(TASK REQUIREMENTS) Find "shoulder above? Mark it with a dot." in the material below, then copy that line and every subsequent line to the end, exactly.

Coordinate labeling data
□ □ □ □ □ □ □

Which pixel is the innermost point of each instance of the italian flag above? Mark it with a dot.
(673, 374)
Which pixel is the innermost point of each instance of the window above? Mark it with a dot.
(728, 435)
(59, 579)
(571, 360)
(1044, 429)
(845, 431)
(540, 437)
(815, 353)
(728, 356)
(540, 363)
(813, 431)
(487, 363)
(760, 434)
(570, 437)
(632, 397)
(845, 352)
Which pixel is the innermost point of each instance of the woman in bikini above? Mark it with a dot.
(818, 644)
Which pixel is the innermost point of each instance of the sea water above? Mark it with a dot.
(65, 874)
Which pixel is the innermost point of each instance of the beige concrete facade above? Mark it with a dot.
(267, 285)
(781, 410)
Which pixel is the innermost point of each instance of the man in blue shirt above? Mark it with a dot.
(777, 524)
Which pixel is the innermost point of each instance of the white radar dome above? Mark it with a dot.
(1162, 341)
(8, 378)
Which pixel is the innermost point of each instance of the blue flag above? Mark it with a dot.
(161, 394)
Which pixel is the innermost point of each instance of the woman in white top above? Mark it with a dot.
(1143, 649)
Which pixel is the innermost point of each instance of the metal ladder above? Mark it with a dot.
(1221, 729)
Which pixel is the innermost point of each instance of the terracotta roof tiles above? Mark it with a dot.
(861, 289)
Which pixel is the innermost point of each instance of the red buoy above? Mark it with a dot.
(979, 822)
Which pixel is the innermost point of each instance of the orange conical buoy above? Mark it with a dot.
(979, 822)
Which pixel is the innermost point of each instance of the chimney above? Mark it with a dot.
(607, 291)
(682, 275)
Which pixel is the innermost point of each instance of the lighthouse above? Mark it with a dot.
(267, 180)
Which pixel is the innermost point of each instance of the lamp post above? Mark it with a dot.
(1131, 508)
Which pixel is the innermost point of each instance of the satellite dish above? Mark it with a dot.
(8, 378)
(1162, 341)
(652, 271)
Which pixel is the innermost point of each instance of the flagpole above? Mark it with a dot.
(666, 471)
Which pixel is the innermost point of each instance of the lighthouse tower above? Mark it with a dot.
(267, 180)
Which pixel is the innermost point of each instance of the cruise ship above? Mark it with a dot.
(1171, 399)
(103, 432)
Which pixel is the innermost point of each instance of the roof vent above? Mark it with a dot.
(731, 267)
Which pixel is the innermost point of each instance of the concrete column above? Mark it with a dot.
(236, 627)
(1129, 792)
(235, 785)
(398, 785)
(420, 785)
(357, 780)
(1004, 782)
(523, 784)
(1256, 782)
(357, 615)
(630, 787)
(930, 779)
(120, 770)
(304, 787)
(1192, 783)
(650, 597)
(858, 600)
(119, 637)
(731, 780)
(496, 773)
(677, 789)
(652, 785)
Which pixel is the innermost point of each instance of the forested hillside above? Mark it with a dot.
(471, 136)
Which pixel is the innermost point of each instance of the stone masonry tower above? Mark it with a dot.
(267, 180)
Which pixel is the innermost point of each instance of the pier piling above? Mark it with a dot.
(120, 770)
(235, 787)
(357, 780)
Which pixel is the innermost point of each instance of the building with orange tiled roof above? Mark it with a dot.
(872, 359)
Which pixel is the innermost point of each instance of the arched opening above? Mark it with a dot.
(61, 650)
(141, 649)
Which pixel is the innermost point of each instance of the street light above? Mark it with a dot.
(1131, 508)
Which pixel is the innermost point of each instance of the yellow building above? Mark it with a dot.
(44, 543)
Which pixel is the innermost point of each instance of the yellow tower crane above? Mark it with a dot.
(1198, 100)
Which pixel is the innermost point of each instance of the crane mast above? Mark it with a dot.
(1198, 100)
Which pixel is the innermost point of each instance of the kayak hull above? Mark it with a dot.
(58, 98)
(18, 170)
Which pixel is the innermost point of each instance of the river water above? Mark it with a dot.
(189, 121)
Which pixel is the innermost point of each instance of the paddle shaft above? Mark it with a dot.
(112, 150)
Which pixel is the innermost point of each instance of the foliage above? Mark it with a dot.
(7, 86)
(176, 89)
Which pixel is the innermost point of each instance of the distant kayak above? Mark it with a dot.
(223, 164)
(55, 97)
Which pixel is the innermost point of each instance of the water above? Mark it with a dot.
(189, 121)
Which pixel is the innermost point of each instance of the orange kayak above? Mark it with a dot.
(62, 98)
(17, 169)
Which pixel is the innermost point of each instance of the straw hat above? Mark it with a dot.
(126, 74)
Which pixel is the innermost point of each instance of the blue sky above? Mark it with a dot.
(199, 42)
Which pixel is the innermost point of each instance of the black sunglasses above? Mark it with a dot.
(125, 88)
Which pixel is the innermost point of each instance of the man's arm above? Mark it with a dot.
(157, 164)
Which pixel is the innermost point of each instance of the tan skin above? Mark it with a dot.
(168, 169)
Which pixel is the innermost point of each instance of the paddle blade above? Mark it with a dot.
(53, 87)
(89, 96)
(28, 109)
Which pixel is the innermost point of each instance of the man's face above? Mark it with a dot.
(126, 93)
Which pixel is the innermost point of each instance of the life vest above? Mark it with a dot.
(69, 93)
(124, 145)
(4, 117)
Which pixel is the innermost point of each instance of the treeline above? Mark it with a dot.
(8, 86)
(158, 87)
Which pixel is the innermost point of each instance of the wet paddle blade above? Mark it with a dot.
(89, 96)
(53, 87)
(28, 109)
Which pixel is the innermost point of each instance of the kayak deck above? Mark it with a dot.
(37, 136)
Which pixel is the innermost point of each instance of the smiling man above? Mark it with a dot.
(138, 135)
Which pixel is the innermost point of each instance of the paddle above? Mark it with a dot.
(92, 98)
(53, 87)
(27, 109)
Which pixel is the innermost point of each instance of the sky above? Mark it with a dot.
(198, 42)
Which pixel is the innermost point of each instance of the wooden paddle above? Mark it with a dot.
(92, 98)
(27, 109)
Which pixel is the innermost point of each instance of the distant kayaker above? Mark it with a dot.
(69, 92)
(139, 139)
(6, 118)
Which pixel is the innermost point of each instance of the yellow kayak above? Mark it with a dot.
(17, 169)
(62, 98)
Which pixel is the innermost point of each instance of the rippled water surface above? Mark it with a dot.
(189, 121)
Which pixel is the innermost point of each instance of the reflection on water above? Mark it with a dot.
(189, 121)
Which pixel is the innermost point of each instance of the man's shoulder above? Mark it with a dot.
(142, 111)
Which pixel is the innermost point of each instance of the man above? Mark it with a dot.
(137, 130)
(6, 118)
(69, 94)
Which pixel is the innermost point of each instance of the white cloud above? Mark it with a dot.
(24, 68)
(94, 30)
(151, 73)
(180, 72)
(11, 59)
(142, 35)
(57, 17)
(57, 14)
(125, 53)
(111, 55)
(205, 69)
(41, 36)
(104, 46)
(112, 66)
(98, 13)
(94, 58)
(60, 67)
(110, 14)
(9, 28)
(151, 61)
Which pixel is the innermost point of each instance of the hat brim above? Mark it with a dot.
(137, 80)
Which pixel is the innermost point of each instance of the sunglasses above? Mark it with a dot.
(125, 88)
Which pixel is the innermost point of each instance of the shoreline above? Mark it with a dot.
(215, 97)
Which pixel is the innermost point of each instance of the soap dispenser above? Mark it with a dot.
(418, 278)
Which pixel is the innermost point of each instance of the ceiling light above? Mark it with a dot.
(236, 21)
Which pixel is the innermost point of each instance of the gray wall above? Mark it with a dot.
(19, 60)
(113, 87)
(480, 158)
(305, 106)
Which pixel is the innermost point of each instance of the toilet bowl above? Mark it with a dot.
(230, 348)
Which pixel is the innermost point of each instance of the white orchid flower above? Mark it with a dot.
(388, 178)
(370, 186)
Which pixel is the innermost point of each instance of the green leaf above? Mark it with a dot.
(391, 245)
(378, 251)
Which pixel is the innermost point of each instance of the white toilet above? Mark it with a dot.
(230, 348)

□ □ □ □ □ □ □

(RESPONSE TO THIS TASK)
Which pixel is the innermost point of each instance of the man's shoulder above? Mark it with a dot.
(142, 111)
Which pixel is the innermost point of each instance of the man above? Mark it with a dot.
(137, 130)
(6, 118)
(69, 94)
Which pixel is the innermost point of each instance of the white cloud above? Mark it with a dot.
(24, 68)
(94, 30)
(151, 73)
(180, 72)
(11, 59)
(142, 35)
(57, 17)
(57, 14)
(125, 53)
(111, 55)
(205, 69)
(41, 36)
(104, 46)
(112, 66)
(98, 13)
(94, 58)
(60, 67)
(110, 14)
(9, 28)
(151, 61)
Which pixel is the innermost point of each instance of the hat brim above? Mark it with a dot.
(137, 80)
Which pixel is the innermost point of each instance of the sunglasses above? Mark it with a dot.
(125, 88)
Which pixel is the innermost point of each instance of the shoreline above? Mark it with a dot.
(215, 97)
Which pixel is the innermost point of each instance of the soap dispenser above? Mark it with a dot.
(418, 278)
Which pixel is the innermost point of each instance of the ceiling light above? Mark it with a dot.
(236, 21)
Which pixel is the innermost point of each instance of the gray wall above? Mark it with a dot.
(19, 60)
(113, 87)
(480, 158)
(305, 106)
Which pixel is the innermost point of each instance of the toilet bowl above? Mark it with a dot.
(230, 348)
Which pixel is the innermost point of each instance of the white orchid flower above? Mark it with a dot.
(388, 178)
(370, 186)
Which pixel is the innermost point of each instance of the green leaf above? Mark it with a dot.
(391, 245)
(378, 251)
Which pixel is the innermost point of each instance of the white toilet above? Mark it with a dot.
(230, 348)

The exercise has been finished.